---------- Information shown

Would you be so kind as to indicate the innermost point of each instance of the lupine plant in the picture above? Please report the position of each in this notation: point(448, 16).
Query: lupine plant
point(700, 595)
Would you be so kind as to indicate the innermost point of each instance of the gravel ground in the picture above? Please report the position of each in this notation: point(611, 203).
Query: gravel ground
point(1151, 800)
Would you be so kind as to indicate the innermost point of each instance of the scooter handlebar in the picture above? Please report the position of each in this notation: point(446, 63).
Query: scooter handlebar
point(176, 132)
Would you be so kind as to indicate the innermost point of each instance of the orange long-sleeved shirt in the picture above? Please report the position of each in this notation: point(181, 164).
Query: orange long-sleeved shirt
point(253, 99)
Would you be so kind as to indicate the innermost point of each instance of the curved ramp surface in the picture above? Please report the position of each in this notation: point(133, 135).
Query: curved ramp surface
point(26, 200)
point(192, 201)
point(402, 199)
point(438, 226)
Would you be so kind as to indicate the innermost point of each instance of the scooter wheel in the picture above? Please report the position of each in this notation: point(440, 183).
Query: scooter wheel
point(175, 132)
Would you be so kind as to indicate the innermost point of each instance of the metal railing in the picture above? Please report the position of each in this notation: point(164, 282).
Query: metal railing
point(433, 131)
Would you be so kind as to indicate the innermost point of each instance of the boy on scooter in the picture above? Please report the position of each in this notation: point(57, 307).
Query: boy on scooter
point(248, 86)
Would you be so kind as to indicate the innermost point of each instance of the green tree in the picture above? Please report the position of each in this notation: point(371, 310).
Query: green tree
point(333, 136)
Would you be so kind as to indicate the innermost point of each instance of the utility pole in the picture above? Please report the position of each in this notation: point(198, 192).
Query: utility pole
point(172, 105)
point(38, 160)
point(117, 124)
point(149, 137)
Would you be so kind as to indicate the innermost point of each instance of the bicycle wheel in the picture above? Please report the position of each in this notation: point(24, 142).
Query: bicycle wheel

--------------------

■ **Task requirements**
Repeat the full set of records above character for character.

■ **Exercise answer**
Would you be so kind as to indicate the innermost point of each instance of the lupine plant in the picture above? Please report the position of each in this notation: point(448, 16).
Query: lupine plant
point(700, 595)
Would you be so kind as to indicate the innermost point of each instance of the gravel ground in the picture above? Please report the position of each in this notation: point(611, 203).
Query: gravel ground
point(1151, 800)
Would you be so kind as to indicate the innermost point of each instance of the scooter handlebar in the picture above? Please report the position of each in this notation: point(446, 63).
Query: scooter handlebar
point(176, 132)
Would you be so kind as to indicate the innermost point of each instance of the orange long-sleeved shirt in the picture above? Please report the position of each in this notation: point(181, 164).
Query: orange long-sleeved shirt
point(253, 99)
Would you be so kind as to indicate the innermost point of each instance of the curved ramp surface in the picture above? Please report the position of each in this notation: point(133, 135).
Query: curved ramp surface
point(26, 200)
point(192, 201)
point(402, 199)
point(438, 226)
Would you be so kind as to indicate the innermost point of each instance of the scooter wheel in the picture above? Please report the position of each in this notation: point(440, 183).
Query: scooter wheel
point(175, 132)
Would you be so kind as to indicate the innermost point of each instance of the metal railing in the picture above? Please report the position of each in this notation: point(164, 282).
Query: metal railing
point(433, 131)
Would you be so kind as to indicate the innermost point of each instance of the boy on scooter in the picture above? Please report the position of each in this notation: point(57, 307).
Query: boy on scooter
point(248, 86)
Would you be so kind as to indicate the innermost point of each instance of the green tree in the picture above? Please report the position of each in this notation: point(371, 310).
Query: green tree
point(333, 136)
Would you be so kind as to indicate the innermost point of each instance of the utility pole in the picture above? Please report the position of each in this notation: point(198, 192).
Query: utility pole
point(172, 105)
point(38, 160)
point(117, 124)
point(149, 137)
Would you be so kind as to indicate the innermost point of each instance of the bicycle wheel in the picture above? Please report the position of each in this notation: point(24, 142).
Query: bicycle wheel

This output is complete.